Problem description
Pick out every line in the data below that contains the word "tortilla" and copy each of those lines.

The data
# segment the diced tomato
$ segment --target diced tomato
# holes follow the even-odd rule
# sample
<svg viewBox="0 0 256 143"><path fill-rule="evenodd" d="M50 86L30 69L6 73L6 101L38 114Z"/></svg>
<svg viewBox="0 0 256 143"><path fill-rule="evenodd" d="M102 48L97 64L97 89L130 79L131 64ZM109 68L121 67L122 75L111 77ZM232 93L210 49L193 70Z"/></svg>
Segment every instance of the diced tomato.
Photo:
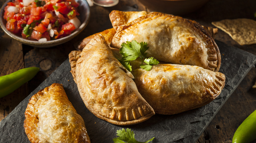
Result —
<svg viewBox="0 0 256 143"><path fill-rule="evenodd" d="M24 7L24 6L23 5L23 3L19 3L19 7L20 8L23 8Z"/></svg>
<svg viewBox="0 0 256 143"><path fill-rule="evenodd" d="M60 1L61 1L61 0L51 0L51 3L52 3L53 4L55 4L56 3L58 3Z"/></svg>
<svg viewBox="0 0 256 143"><path fill-rule="evenodd" d="M53 15L50 13L46 13L46 14L45 15L45 16L44 17L44 19L49 19L49 20L50 20L50 22L52 23L54 23L56 21L56 19L55 19L54 17L53 16Z"/></svg>
<svg viewBox="0 0 256 143"><path fill-rule="evenodd" d="M48 18L45 19L41 22L41 23L43 24L45 26L47 27L49 24L50 23L50 20Z"/></svg>
<svg viewBox="0 0 256 143"><path fill-rule="evenodd" d="M41 18L39 16L33 16L32 15L30 15L29 17L29 19L28 20L28 24L31 24L34 20L38 20L41 19Z"/></svg>
<svg viewBox="0 0 256 143"><path fill-rule="evenodd" d="M17 28L17 22L14 19L11 19L6 23L6 29L14 34L17 34L19 30Z"/></svg>
<svg viewBox="0 0 256 143"><path fill-rule="evenodd" d="M41 33L43 33L47 30L47 28L45 27L44 25L41 23L39 24L37 26L35 27L33 29Z"/></svg>
<svg viewBox="0 0 256 143"><path fill-rule="evenodd" d="M35 30L33 30L31 34L31 38L37 40L39 40L42 37L42 33Z"/></svg>
<svg viewBox="0 0 256 143"><path fill-rule="evenodd" d="M30 13L30 10L27 7L24 7L20 9L20 13L27 15Z"/></svg>
<svg viewBox="0 0 256 143"><path fill-rule="evenodd" d="M7 5L10 6L15 6L15 4L12 2L9 2L7 3Z"/></svg>
<svg viewBox="0 0 256 143"><path fill-rule="evenodd" d="M15 34L21 32L23 38L38 40L45 38L48 40L51 38L47 27L50 24L57 38L70 34L75 29L73 24L67 23L69 19L79 15L76 8L79 3L75 0L39 0L45 2L44 5L37 6L34 1L25 7L22 2L23 0L12 0L4 8L3 18L7 21L6 27L8 30ZM10 6L18 8L19 12L15 14L8 12L7 9ZM29 37L27 37L27 35L22 32L25 24L30 24L33 27L32 35Z"/></svg>
<svg viewBox="0 0 256 143"><path fill-rule="evenodd" d="M51 38L50 37L50 35L49 34L49 32L47 31L45 31L45 32L42 34L41 38L46 38L47 40L47 41L51 40Z"/></svg>
<svg viewBox="0 0 256 143"><path fill-rule="evenodd" d="M7 13L7 15L6 16L6 19L7 21L8 21L8 20L11 19L14 19L13 17L15 13L13 12L8 12Z"/></svg>
<svg viewBox="0 0 256 143"><path fill-rule="evenodd" d="M47 11L53 11L54 10L54 8L53 7L53 5L51 3L47 3L44 6L44 7L46 8L46 10Z"/></svg>
<svg viewBox="0 0 256 143"><path fill-rule="evenodd" d="M64 31L73 31L75 29L74 24L72 23L67 23L62 25L62 29Z"/></svg>
<svg viewBox="0 0 256 143"><path fill-rule="evenodd" d="M29 5L29 6L28 6L28 7L29 8L29 9L31 9L32 8L36 8L37 7L36 7L36 3L34 2L33 2L31 4Z"/></svg>
<svg viewBox="0 0 256 143"><path fill-rule="evenodd" d="M60 13L59 13L58 15L58 18L59 18L58 19L59 22L61 21L64 23L67 23L69 20L68 18L65 18L63 15Z"/></svg>
<svg viewBox="0 0 256 143"><path fill-rule="evenodd" d="M42 13L42 8L40 7L32 8L30 9L31 14L34 16L39 15Z"/></svg>
<svg viewBox="0 0 256 143"><path fill-rule="evenodd" d="M61 38L70 35L72 32L75 29L75 27L72 23L67 23L62 25L61 30L59 34L55 36L55 39Z"/></svg>

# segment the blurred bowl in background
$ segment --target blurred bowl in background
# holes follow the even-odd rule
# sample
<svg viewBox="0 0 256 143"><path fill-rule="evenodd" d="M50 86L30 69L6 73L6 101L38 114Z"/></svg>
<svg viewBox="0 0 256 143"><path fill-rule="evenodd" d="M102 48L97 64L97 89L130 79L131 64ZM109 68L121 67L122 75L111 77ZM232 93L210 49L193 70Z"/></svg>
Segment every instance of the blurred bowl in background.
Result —
<svg viewBox="0 0 256 143"><path fill-rule="evenodd" d="M8 36L13 39L20 41L23 44L32 46L39 48L48 48L60 45L71 40L77 36L85 28L89 21L90 17L90 8L87 1L85 0L75 0L79 3L80 5L78 7L79 12L80 13L79 16L81 25L71 34L64 37L53 40L46 41L39 41L36 40L25 39L22 38L21 34L15 34L11 31L8 31L6 26L6 21L4 19L4 7L7 5L8 3L12 0L8 0L4 4L0 11L0 26Z"/></svg>
<svg viewBox="0 0 256 143"><path fill-rule="evenodd" d="M209 0L139 0L152 12L175 15L187 14L198 9Z"/></svg>

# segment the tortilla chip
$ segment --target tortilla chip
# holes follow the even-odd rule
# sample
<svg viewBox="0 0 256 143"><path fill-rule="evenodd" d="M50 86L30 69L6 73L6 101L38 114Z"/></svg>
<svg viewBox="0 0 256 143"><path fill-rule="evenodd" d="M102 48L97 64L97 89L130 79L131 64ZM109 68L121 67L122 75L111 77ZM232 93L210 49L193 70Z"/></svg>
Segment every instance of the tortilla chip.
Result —
<svg viewBox="0 0 256 143"><path fill-rule="evenodd" d="M212 24L227 33L241 45L256 43L256 21L253 20L224 19Z"/></svg>

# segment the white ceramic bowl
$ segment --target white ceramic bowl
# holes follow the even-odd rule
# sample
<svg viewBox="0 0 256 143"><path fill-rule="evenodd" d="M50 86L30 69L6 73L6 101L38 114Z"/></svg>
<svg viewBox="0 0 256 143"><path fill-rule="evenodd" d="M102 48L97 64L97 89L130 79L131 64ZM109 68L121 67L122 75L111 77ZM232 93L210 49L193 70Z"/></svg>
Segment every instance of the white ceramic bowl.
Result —
<svg viewBox="0 0 256 143"><path fill-rule="evenodd" d="M8 0L3 5L0 11L0 26L4 31L12 38L19 41L22 43L33 47L47 48L53 47L66 42L75 38L85 28L89 21L90 17L90 7L86 1L85 0L76 0L80 4L78 7L78 10L80 15L79 16L81 25L75 31L70 35L55 40L46 41L39 41L25 39L22 38L21 35L14 34L6 29L6 21L4 19L4 8L7 5L7 3L12 0Z"/></svg>

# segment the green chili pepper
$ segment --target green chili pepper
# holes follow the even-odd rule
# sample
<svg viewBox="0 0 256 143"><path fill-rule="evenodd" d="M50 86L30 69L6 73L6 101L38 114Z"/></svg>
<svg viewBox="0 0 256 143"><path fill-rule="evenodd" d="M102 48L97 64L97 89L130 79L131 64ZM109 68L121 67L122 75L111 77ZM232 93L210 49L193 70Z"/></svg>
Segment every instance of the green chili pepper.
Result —
<svg viewBox="0 0 256 143"><path fill-rule="evenodd" d="M32 79L39 70L35 67L26 68L0 77L0 98L9 94Z"/></svg>
<svg viewBox="0 0 256 143"><path fill-rule="evenodd" d="M234 135L232 143L249 143L256 139L256 110L244 121Z"/></svg>

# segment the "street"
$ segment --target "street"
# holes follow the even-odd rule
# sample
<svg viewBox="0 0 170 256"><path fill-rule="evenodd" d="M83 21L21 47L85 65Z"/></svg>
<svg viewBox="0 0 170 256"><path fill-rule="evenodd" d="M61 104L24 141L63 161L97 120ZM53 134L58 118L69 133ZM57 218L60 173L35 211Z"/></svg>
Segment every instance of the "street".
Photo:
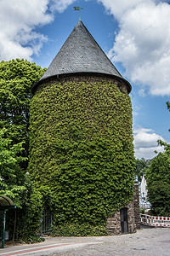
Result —
<svg viewBox="0 0 170 256"><path fill-rule="evenodd" d="M170 256L170 229L142 227L134 234L114 236L48 237L44 242L8 246L0 256Z"/></svg>

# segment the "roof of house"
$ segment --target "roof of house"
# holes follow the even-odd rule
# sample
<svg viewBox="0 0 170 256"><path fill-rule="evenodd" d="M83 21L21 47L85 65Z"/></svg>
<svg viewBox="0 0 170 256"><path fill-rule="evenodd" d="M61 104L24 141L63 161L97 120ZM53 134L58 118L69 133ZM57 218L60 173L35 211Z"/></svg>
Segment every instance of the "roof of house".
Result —
<svg viewBox="0 0 170 256"><path fill-rule="evenodd" d="M130 84L122 77L81 20L77 22L39 82L50 77L74 73L114 75L127 82L128 90L131 90Z"/></svg>

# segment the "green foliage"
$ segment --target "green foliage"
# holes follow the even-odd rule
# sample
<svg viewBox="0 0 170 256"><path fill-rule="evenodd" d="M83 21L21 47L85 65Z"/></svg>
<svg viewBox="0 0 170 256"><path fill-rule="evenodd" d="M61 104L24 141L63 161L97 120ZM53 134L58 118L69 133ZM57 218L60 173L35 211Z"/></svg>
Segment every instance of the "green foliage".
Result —
<svg viewBox="0 0 170 256"><path fill-rule="evenodd" d="M140 209L140 213L141 213L141 214L144 214L144 213L145 213L145 209L141 208L141 209Z"/></svg>
<svg viewBox="0 0 170 256"><path fill-rule="evenodd" d="M14 184L20 184L21 172L20 163L27 159L19 153L23 150L22 143L12 144L12 140L4 137L7 129L0 129L0 189L1 190L13 188Z"/></svg>
<svg viewBox="0 0 170 256"><path fill-rule="evenodd" d="M55 236L108 236L105 225L94 226L88 223L65 223L54 225L53 235Z"/></svg>
<svg viewBox="0 0 170 256"><path fill-rule="evenodd" d="M29 172L38 190L49 189L60 234L65 225L105 225L132 200L131 102L117 85L71 78L46 84L32 98L30 129Z"/></svg>
<svg viewBox="0 0 170 256"><path fill-rule="evenodd" d="M148 199L151 214L170 214L170 166L166 154L160 153L152 160L146 175Z"/></svg>
<svg viewBox="0 0 170 256"><path fill-rule="evenodd" d="M24 60L0 62L0 129L8 129L12 143L23 143L22 155L28 156L31 88L45 69ZM24 167L27 161L25 161Z"/></svg>
<svg viewBox="0 0 170 256"><path fill-rule="evenodd" d="M43 72L24 60L0 62L0 195L11 198L17 207L17 239L34 237L39 227L42 195L34 189L26 166L31 87ZM14 216L13 210L8 211L10 236Z"/></svg>

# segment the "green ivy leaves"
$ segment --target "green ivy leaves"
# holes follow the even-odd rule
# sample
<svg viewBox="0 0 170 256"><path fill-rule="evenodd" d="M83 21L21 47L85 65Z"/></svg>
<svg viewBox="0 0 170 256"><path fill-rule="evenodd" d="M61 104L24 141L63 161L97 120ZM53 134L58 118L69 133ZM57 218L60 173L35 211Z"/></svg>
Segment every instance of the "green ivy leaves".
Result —
<svg viewBox="0 0 170 256"><path fill-rule="evenodd" d="M52 191L56 225L105 226L133 197L131 101L111 80L81 79L36 92L29 172Z"/></svg>

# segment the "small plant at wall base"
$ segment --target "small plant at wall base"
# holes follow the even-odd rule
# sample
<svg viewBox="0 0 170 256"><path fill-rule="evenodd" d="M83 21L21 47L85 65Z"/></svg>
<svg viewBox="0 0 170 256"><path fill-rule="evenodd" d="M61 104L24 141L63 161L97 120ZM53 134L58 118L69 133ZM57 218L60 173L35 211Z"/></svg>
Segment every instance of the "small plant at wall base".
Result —
<svg viewBox="0 0 170 256"><path fill-rule="evenodd" d="M56 234L106 234L107 217L133 195L129 96L90 77L45 84L30 121L29 172L37 189L52 195Z"/></svg>

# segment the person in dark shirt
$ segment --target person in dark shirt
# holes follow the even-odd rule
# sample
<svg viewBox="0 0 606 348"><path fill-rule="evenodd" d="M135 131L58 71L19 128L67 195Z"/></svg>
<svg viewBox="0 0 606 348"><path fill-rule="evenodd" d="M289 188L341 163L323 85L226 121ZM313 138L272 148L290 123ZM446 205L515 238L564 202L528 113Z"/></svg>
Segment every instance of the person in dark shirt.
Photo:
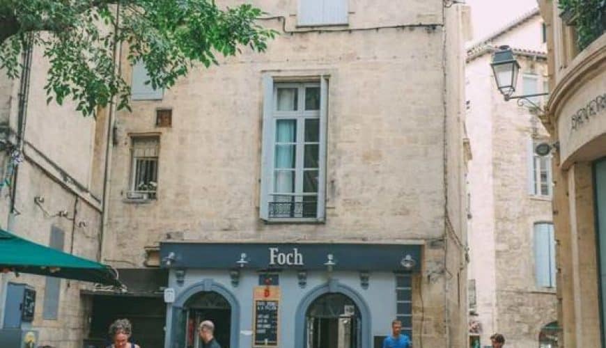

Task output
# segment the tortilla chip
$ segment --target tortilla chip
Segment every instance of the tortilla chip.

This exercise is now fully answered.